● Excerpted data:
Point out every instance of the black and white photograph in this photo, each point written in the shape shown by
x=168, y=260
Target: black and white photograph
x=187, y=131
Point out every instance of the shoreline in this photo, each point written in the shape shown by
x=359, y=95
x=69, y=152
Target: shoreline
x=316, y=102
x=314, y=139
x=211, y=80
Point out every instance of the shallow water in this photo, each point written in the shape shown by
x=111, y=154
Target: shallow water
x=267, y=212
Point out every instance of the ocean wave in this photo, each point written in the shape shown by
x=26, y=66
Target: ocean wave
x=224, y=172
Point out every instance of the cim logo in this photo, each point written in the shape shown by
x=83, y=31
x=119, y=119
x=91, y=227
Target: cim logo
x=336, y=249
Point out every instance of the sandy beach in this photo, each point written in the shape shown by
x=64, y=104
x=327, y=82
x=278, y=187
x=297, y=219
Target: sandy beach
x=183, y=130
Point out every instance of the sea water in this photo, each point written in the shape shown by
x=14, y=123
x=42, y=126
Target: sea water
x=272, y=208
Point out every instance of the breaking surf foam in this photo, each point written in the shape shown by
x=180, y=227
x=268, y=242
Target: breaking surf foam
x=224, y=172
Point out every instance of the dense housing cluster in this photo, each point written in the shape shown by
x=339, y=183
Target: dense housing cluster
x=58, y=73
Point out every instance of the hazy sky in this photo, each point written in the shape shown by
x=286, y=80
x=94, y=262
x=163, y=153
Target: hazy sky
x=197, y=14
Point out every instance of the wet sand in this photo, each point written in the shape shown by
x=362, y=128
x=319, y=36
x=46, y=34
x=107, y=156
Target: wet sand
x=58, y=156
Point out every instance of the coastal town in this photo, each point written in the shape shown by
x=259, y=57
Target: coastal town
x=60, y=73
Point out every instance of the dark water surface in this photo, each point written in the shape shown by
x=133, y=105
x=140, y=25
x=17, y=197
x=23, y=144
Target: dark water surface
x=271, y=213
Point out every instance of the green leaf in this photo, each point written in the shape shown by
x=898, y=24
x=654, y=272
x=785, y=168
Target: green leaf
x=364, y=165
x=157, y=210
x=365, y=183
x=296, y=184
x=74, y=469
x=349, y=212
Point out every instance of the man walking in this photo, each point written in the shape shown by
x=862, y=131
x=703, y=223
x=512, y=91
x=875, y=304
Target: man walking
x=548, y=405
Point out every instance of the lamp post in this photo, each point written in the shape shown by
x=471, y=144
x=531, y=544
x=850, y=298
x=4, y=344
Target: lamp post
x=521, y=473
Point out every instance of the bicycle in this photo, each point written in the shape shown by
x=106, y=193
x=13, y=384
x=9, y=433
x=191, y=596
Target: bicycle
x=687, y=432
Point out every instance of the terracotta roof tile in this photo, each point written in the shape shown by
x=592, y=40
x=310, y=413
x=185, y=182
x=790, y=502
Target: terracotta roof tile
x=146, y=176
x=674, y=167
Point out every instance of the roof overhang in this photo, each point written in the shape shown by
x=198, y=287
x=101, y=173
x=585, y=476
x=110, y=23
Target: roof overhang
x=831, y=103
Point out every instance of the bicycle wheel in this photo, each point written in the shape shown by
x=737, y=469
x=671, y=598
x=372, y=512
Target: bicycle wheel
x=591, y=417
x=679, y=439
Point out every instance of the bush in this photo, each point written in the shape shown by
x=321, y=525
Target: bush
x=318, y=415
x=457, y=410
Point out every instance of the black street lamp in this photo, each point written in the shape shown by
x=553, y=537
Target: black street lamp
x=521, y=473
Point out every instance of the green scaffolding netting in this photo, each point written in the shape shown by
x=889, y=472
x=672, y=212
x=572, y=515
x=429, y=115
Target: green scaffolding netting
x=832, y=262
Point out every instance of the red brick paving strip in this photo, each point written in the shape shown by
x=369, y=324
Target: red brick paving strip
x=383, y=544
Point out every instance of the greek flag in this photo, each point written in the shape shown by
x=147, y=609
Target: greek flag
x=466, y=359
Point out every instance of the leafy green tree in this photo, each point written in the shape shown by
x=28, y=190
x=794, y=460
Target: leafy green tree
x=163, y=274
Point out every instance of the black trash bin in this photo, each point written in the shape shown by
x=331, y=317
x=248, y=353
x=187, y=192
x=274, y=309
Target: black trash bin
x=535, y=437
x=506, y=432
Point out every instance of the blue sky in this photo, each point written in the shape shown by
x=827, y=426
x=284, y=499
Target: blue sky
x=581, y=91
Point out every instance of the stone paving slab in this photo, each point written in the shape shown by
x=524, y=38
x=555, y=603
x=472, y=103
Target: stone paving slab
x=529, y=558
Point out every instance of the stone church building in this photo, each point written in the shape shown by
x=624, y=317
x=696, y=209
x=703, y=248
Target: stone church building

● Work to be completed: From the material above, retype precisely the lines between the line holding "Point out every instance of the lamp" and the line holding "Point out every instance of the black trash", inclusive, and nothing beyond them.

● Task response:
Point out every instance of the lamp post in this photo, each point written in the shape shown by
x=471, y=144
x=531, y=544
x=850, y=298
x=4, y=344
Target: lamp post
x=521, y=473
Point out every instance of the bicycle in this photo, each point written in the shape shown by
x=106, y=193
x=13, y=384
x=9, y=433
x=191, y=596
Target: bicycle
x=687, y=432
Point out every instance of the terracotta roof tile in this photo, each point written in the shape shown by
x=592, y=40
x=310, y=413
x=185, y=182
x=790, y=502
Target: terracotta roof tile
x=146, y=176
x=674, y=167
Point out every instance of the roof overhang in this photo, each point written in the shape shown by
x=198, y=287
x=101, y=173
x=585, y=476
x=110, y=23
Target: roof overhang
x=831, y=103
Point out every instance of the bicycle wheel in this photo, each point written in the shape shown by
x=737, y=469
x=671, y=598
x=372, y=512
Target: bicycle wheel
x=591, y=417
x=679, y=439
Point out every instance of the bush in this photo, each point written in the shape shown by
x=321, y=525
Target: bush
x=318, y=415
x=457, y=410
Point out every instance of the black street lamp in this photo, each point written in the shape shown by
x=553, y=537
Target: black street lamp
x=521, y=473
Point out every instance of the green scaffolding netting in this photo, each point written in the shape shown by
x=889, y=472
x=672, y=212
x=572, y=515
x=429, y=115
Target: green scaffolding netting
x=832, y=262
Point out every instance of the red brick paving strip in this photo, each point written in the shape shown by
x=369, y=324
Target: red brick paving strip
x=383, y=544
Point out every instance of the greek flag in this photo, each point written in the shape shown by
x=147, y=609
Target: greek flag
x=466, y=359
Point out every instance of the leafy green tree in this photo, each point written in the shape shown by
x=28, y=190
x=794, y=460
Target: leafy green tree
x=163, y=274
Point out every instance of the black trash bin in this photo, each point written in the shape shown by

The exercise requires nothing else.